EXTRACTED ENTRIES ->
________________________

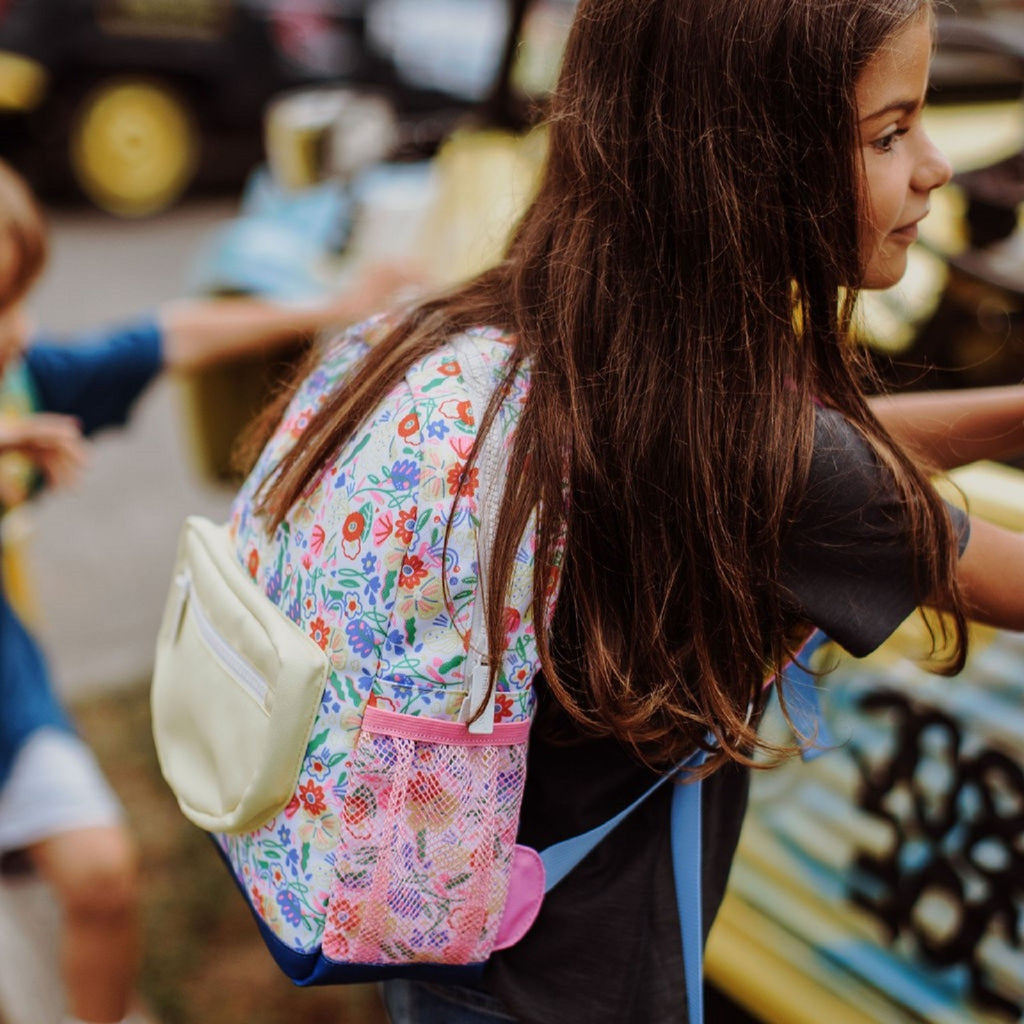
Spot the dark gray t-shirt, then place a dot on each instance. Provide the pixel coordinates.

________________________

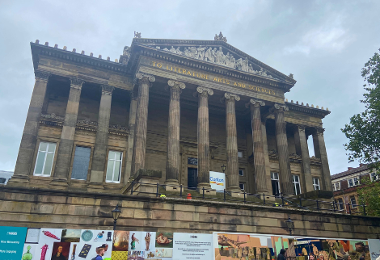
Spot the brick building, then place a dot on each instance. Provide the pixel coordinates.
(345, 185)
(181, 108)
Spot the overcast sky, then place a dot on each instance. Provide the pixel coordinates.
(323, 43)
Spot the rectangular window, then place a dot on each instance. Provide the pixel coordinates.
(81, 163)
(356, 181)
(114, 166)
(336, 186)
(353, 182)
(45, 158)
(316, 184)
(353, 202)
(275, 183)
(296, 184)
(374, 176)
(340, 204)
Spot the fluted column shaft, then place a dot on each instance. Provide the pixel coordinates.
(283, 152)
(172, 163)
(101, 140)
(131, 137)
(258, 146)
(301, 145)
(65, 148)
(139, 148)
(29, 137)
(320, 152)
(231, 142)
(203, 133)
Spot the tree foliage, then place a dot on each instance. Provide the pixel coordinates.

________________________

Copy out the lines starting at the one containing "Spot the rectangular" and ending after the one containing "Spot the tree", keeping each line exactly as it appears.

Spot the rectangular window, then place a dot on each instance. Provide the pixel coordinates.
(81, 163)
(356, 181)
(114, 166)
(336, 186)
(353, 182)
(45, 158)
(316, 184)
(353, 202)
(275, 183)
(296, 184)
(374, 176)
(340, 204)
Spot the fluted column shaft, then place a dot on each instance. Provide the pixel coordinates.
(283, 152)
(172, 163)
(101, 140)
(131, 137)
(258, 146)
(301, 145)
(65, 148)
(139, 148)
(29, 137)
(320, 152)
(231, 142)
(203, 133)
Spot the tree foliage, then place a dot on each instance. Provide the pixel coordinates.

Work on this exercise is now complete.